### Work task
Which lines of the data below include the string "scooter"? Return each of them.

Stored records:
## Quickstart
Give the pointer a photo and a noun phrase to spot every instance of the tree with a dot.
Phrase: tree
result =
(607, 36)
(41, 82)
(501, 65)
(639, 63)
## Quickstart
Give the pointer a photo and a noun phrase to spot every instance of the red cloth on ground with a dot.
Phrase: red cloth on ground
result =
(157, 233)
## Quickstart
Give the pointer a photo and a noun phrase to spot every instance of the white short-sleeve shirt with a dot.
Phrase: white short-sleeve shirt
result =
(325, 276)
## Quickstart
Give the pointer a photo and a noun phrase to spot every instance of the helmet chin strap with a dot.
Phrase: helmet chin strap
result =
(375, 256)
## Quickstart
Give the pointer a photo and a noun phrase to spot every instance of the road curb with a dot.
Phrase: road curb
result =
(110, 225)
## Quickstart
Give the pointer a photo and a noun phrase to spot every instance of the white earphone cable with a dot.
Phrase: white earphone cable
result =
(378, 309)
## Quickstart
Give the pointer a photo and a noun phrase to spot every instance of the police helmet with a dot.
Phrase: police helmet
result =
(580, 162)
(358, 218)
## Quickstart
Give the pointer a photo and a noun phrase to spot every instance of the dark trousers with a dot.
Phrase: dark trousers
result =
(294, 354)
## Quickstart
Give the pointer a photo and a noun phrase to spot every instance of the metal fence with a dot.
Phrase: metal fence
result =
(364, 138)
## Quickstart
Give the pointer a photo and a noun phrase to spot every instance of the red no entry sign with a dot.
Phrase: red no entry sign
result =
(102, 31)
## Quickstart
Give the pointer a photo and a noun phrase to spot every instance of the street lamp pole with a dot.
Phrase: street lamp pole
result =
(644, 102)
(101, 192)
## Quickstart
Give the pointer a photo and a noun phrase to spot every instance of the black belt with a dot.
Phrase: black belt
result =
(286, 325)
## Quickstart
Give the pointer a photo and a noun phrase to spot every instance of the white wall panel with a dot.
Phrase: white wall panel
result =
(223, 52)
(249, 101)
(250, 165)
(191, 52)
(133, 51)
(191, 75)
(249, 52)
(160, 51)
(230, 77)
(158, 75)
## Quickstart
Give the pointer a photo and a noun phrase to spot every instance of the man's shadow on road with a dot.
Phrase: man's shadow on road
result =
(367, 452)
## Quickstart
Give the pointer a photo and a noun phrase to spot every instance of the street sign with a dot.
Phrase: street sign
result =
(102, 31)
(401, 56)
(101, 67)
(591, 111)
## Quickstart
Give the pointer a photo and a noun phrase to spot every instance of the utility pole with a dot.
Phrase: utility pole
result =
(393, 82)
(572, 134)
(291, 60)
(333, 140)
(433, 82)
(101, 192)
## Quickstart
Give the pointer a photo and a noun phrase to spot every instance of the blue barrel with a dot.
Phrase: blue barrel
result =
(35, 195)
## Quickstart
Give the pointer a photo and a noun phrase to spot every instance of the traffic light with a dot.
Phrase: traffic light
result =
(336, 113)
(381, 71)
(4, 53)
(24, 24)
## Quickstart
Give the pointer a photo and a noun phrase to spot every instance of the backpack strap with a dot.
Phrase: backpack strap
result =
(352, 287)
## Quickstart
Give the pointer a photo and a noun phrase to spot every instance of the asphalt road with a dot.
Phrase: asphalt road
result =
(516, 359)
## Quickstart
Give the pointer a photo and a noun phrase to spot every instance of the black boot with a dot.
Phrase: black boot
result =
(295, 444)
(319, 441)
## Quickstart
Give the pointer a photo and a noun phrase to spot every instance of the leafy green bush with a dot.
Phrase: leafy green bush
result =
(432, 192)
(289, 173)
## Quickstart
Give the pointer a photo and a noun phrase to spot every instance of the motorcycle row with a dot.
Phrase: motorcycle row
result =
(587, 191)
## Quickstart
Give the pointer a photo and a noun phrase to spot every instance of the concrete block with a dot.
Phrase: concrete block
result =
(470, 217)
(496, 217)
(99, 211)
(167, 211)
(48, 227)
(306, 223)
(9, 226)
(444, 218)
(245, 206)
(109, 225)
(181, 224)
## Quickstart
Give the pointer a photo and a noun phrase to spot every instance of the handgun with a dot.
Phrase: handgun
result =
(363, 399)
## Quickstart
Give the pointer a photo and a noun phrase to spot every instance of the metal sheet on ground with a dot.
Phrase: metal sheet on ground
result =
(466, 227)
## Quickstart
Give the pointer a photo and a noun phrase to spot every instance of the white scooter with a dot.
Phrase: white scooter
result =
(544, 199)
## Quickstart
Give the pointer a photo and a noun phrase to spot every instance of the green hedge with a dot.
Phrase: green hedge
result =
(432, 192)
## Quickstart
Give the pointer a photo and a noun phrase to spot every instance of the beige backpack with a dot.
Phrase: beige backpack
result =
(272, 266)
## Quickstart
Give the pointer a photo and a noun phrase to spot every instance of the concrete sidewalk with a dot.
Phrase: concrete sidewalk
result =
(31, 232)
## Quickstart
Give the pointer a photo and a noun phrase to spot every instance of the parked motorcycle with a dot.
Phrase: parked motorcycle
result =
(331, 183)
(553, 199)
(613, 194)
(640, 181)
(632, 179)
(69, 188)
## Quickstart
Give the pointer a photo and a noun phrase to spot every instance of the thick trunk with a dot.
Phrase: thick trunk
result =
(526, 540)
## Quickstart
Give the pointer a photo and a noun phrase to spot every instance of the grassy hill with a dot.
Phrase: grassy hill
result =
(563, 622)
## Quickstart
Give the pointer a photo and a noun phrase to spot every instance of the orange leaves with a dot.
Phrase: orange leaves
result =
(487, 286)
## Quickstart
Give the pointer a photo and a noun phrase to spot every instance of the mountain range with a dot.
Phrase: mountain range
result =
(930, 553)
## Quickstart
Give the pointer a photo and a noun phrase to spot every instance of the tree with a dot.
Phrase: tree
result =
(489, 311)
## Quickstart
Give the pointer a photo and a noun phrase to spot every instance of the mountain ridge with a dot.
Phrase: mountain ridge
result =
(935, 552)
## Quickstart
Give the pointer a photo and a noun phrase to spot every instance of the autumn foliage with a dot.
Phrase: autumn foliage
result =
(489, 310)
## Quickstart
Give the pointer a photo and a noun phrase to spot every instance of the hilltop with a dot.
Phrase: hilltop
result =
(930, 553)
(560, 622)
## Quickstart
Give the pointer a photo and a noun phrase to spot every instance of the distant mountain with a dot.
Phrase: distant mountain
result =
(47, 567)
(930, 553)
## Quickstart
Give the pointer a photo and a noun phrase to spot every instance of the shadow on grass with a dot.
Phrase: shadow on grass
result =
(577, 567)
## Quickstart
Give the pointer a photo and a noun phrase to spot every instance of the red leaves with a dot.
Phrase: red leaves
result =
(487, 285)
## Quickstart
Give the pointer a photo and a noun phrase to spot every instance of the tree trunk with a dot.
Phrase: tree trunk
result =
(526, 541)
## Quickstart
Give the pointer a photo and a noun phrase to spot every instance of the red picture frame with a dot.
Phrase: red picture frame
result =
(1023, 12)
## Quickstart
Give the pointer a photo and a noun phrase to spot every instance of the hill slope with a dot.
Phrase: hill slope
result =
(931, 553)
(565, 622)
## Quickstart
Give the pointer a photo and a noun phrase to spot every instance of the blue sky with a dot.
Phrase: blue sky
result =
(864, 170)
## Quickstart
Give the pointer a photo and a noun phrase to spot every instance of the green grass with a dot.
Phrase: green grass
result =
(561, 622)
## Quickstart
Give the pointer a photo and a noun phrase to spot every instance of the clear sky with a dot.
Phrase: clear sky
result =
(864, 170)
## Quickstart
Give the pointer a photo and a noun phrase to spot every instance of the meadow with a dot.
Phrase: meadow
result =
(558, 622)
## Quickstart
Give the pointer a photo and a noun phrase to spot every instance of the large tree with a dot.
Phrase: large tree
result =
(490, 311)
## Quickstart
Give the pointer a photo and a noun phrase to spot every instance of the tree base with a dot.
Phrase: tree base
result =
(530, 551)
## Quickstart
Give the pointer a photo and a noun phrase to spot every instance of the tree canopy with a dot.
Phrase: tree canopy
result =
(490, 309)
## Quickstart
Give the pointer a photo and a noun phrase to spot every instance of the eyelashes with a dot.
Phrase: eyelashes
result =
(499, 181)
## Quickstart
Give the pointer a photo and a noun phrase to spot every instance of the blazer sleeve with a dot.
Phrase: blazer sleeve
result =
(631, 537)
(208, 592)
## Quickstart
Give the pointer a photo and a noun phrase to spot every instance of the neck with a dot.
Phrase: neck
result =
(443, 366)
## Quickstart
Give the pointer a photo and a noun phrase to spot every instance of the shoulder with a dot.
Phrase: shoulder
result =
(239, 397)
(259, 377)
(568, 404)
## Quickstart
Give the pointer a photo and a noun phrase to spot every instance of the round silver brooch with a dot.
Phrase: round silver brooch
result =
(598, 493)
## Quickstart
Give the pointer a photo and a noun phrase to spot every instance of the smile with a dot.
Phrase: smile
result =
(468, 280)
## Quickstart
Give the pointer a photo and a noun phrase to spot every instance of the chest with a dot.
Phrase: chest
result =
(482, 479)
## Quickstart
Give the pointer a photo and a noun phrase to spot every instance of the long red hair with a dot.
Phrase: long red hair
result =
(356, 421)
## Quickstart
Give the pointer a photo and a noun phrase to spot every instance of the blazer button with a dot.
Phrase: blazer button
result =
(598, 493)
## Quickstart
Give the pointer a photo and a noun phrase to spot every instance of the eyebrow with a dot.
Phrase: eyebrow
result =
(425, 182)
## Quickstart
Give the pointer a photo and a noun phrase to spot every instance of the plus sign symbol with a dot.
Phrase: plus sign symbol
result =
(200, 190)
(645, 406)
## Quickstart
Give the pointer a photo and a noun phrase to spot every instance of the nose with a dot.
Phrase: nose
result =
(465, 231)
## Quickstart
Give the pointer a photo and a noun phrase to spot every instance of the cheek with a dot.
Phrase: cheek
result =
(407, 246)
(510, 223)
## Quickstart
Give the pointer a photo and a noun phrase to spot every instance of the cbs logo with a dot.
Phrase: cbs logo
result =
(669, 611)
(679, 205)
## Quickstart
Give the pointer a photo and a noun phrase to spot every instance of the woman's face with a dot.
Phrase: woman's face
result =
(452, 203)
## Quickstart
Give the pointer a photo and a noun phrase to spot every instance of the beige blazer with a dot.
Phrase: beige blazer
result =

### Answer area
Give the pointer a photo and a noun phrase to spot every instance of the white scooter with a dot.
Phrase: white scooter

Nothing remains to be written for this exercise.